┌─ DATA
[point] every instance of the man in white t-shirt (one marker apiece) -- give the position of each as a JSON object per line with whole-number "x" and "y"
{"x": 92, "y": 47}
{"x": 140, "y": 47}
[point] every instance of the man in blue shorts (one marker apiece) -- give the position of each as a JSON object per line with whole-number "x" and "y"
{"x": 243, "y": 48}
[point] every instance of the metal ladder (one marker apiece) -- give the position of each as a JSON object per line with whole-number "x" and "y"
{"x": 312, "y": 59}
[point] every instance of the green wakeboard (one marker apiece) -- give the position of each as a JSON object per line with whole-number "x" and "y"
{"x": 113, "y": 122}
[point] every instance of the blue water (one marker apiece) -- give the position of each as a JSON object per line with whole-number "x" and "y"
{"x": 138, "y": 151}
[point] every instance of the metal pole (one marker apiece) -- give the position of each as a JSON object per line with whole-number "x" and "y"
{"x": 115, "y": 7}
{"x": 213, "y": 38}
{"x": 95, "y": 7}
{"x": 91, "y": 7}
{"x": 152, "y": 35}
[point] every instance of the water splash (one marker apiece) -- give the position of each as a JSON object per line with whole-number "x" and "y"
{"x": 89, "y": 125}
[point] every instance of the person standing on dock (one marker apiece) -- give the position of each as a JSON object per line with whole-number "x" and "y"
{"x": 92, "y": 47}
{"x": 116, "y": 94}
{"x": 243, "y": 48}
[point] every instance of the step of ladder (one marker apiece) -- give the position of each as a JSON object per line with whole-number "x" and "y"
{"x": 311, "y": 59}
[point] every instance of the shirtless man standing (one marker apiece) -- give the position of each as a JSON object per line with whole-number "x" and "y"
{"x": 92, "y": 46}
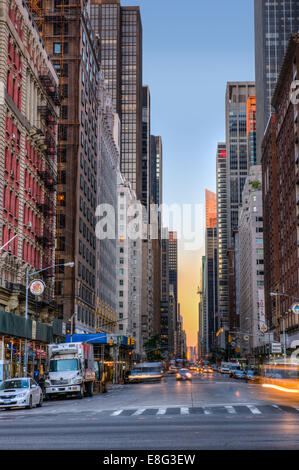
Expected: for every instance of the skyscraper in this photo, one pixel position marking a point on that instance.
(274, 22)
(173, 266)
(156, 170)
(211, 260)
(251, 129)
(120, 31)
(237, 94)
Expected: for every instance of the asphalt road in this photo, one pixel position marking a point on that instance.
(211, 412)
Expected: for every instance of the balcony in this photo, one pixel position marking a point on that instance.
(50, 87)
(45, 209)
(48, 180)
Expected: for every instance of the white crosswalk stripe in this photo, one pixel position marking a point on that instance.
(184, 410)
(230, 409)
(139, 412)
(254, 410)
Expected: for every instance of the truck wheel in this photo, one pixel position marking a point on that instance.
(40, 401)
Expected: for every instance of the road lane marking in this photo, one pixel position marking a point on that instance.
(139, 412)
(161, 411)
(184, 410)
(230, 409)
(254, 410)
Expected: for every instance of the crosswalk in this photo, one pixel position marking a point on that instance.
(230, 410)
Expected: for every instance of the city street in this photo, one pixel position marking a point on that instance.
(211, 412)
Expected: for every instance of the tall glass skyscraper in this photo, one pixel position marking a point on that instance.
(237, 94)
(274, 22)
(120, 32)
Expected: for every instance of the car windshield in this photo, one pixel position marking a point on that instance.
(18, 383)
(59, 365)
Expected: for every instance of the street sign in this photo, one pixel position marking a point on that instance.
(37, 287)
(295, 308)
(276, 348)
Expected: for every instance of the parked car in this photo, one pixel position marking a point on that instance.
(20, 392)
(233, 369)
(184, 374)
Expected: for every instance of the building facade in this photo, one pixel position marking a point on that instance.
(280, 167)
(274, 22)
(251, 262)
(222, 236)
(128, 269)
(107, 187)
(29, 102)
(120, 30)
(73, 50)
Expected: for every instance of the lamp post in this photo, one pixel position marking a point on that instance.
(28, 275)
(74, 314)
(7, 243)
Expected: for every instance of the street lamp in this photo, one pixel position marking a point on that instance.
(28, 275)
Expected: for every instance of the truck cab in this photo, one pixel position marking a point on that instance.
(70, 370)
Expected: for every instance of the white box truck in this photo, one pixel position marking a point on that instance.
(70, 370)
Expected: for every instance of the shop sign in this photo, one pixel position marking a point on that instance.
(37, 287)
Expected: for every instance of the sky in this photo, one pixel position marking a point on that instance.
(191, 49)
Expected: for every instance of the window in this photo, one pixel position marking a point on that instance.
└─
┌─ DATA
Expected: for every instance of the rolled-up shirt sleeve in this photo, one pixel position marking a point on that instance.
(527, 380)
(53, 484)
└─
• _WORK REQUEST_:
Reproducing the whole listing above is not the task. Copy exactly only the lines from the one with "Expected: for every instance of the lamp" to the one with "Expected: for every instance of the window", both kept.

• _WRITTEN RESPONSE_:
Expected: for every instance of the lamp post in this photo, one pixel position marking a point on that instance.
(28, 275)
(74, 314)
(7, 243)
Expected: for every instance of the street lamp in this photo, one pixel position marking a point on that instance.
(28, 275)
Expected: for every instance of the truck cab in this photo, one pixel position marking a point on that instance.
(70, 370)
Expected: for every instance of the white box truck in this photo, one pixel position marking a point on that instance.
(70, 370)
Expected: for every instance of the shop sign in this photo, one pixel position marking a point on that instance.
(37, 287)
Expected: for every instance of the sky in this photo, one pixel position marking a point on that instance.
(191, 49)
Expected: for every instance of the window in this photo, one pixel position marking a point on that instance.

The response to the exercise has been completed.